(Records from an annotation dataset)
——————————

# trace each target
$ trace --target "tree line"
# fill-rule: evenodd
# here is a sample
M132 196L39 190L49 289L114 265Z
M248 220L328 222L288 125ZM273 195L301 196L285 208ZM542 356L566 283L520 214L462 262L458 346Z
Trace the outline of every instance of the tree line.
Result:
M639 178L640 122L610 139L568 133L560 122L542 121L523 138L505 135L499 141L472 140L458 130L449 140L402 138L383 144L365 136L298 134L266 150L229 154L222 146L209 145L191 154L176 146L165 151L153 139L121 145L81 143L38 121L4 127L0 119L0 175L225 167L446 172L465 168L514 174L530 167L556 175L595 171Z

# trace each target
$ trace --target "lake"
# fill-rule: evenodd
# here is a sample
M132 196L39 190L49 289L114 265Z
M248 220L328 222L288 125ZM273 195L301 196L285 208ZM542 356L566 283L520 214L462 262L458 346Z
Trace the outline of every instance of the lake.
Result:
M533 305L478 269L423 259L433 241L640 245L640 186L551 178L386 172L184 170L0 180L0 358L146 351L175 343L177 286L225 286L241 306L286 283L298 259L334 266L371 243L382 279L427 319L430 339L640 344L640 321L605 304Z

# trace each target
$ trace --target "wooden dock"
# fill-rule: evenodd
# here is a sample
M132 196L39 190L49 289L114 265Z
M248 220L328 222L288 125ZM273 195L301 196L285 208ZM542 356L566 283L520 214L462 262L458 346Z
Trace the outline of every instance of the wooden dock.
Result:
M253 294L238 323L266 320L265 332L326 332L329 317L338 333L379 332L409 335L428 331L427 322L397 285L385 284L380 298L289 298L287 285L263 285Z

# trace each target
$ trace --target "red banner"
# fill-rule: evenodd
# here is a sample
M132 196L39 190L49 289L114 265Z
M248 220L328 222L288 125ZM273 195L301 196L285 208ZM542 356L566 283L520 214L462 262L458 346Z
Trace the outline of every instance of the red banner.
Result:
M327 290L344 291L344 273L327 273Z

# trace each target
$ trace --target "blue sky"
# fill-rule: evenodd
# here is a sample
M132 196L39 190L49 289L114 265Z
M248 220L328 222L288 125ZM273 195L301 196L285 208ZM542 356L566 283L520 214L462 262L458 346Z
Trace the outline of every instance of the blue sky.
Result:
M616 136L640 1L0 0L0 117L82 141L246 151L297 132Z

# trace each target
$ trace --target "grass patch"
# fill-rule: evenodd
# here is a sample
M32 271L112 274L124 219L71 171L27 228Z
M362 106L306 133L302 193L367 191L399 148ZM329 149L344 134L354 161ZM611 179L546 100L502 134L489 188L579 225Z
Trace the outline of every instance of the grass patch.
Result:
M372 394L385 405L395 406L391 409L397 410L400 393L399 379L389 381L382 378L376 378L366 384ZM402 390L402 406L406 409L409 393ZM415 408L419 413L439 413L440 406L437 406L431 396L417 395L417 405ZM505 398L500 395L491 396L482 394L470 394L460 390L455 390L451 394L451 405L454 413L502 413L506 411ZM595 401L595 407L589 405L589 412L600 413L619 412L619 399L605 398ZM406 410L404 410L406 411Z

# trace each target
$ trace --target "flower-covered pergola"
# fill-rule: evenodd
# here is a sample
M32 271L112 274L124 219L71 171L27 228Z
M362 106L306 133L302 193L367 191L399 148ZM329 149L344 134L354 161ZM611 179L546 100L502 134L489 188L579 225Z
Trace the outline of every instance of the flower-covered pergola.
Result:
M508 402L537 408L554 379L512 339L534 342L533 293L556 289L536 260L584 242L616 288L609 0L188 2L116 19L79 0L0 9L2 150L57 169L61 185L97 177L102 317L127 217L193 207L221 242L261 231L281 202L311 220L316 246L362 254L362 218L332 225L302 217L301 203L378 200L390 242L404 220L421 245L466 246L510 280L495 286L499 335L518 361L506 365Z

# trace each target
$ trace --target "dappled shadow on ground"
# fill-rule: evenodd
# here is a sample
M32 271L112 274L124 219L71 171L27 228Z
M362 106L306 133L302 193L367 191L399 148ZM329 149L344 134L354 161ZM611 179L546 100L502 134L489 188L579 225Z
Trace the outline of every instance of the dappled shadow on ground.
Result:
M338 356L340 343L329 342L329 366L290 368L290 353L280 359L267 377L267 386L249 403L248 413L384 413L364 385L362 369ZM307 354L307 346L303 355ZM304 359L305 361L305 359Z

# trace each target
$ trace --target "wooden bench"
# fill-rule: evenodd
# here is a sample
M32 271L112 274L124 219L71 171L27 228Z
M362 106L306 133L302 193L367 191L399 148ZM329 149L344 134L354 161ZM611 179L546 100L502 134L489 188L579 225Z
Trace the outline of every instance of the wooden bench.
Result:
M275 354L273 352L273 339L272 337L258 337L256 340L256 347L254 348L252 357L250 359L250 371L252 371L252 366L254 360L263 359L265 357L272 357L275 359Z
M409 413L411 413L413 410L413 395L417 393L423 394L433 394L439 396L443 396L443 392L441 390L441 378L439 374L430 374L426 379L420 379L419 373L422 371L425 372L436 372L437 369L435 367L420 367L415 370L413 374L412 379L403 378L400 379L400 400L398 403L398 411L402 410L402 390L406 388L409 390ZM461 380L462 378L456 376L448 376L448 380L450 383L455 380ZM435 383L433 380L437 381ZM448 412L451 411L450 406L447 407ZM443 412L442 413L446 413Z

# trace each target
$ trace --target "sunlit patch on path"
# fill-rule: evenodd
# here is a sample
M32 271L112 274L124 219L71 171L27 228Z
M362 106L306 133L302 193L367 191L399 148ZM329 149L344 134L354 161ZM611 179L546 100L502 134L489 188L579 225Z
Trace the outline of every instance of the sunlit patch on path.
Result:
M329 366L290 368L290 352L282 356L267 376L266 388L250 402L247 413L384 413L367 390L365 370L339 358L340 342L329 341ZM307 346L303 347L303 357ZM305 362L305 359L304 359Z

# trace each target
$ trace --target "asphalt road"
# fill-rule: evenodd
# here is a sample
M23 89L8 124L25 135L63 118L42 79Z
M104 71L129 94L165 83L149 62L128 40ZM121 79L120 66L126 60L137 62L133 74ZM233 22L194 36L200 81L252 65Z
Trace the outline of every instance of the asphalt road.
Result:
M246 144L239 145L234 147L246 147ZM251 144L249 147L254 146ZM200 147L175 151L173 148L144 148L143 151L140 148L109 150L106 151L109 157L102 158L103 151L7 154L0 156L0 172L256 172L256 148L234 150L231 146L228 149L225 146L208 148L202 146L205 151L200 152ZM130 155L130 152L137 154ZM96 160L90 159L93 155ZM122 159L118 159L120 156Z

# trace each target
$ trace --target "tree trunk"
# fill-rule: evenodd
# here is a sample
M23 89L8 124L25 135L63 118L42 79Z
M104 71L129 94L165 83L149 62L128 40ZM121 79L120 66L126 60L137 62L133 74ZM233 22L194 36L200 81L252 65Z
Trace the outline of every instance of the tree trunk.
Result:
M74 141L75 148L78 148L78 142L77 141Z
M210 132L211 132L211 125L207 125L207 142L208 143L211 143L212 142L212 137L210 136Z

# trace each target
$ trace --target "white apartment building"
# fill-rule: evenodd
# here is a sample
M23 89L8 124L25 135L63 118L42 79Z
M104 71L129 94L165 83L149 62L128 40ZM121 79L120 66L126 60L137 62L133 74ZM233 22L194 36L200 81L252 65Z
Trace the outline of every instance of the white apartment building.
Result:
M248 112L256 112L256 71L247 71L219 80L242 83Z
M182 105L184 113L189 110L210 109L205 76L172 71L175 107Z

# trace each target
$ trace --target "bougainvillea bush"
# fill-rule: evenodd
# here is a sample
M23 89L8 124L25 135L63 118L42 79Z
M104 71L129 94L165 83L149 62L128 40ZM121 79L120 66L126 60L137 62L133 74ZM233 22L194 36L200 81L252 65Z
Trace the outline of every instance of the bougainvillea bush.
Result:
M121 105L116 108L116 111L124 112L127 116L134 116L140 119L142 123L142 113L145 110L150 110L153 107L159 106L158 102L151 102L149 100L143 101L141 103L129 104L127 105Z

——————————

§ TASK DESCRIPTION
Copy out, unchanged, the lines from the start of the material down to and including the line holding "M327 290L344 291L344 273L327 273Z".

§ RESPONSE TO THIS EXERCISE
# trace each target
$ trace --target "tree line"
# fill-rule: evenodd
# here is a sample
M132 196L39 190L49 289L114 265Z
M248 220L328 222L288 125ZM273 195L301 196L285 208ZM542 356L566 283L520 214L462 262L458 346Z
Trace the outline of every instance of the tree line.
Result:
M639 178L640 122L610 139L568 133L560 122L542 121L523 138L505 135L499 141L472 140L458 130L449 140L402 138L383 144L365 136L298 134L266 150L229 154L222 146L209 145L191 154L176 146L165 151L153 139L121 145L81 143L38 121L4 127L0 119L0 175L225 167L446 172L465 168L514 174L530 167L556 175L595 171Z

# trace each target
$ trace --target "lake"
# fill-rule: evenodd
# here is a sample
M132 196L39 190L49 289L114 265Z
M248 220L328 222L288 125ZM273 195L301 196L285 208ZM542 356L566 283L520 214L462 262L458 346Z
Trace the outline of every instance of the lake.
Result:
M533 305L478 269L423 259L433 241L640 245L640 186L551 178L386 172L184 170L0 180L0 358L146 351L175 343L177 286L225 286L241 306L286 283L298 259L334 266L371 243L382 279L427 319L430 339L640 344L640 321L605 304Z

# trace each target
$ trace --target "wooden dock"
# fill-rule: evenodd
# here is a sample
M132 196L39 190L49 289L114 265Z
M248 220L328 222L288 125ZM273 195L301 196L285 208ZM542 356L566 283L520 214L462 262L458 346Z
Trace the outline of every instance of the wooden dock.
Result:
M253 294L238 323L266 320L265 332L326 332L329 317L338 333L379 332L409 335L428 331L427 322L397 285L385 284L380 298L289 298L287 285L263 285Z

# trace each target
$ trace --target "red banner"
# fill-rule: evenodd
# here is a sample
M132 196L39 190L49 289L114 265Z
M248 220L328 222L288 125ZM273 195L301 196L285 208ZM542 356L566 283L520 214L462 262L458 346Z
Trace the outline of every instance of the red banner.
Result:
M327 290L344 291L344 273L327 273Z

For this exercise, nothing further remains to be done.